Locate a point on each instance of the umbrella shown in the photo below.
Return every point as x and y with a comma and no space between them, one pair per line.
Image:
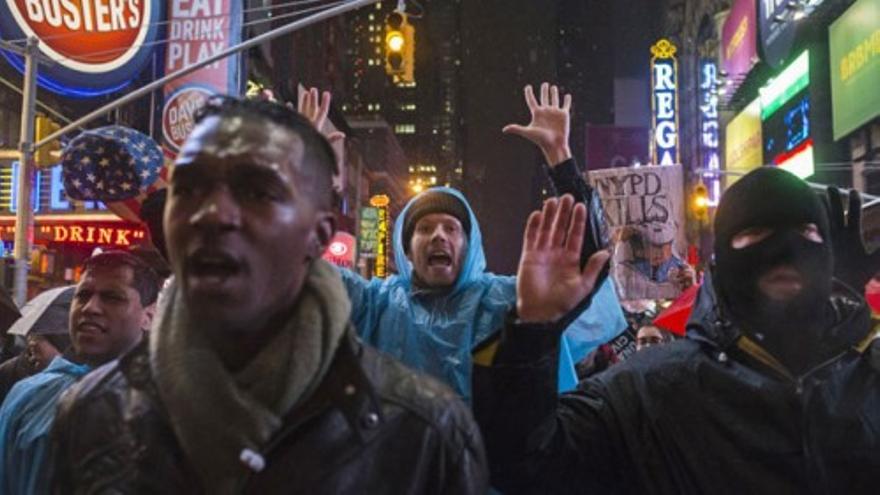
8,311
675,317
872,295
45,314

* _YOUR TASK_
Give the data again exactly. Keep the images out.

* _ANSWER SECTION_
Locate a point on each instance of the umbrella shown in the photo below.
Return every point as x and y with a comma and no space between them, one pair per line.
Image:
8,311
675,317
872,295
45,314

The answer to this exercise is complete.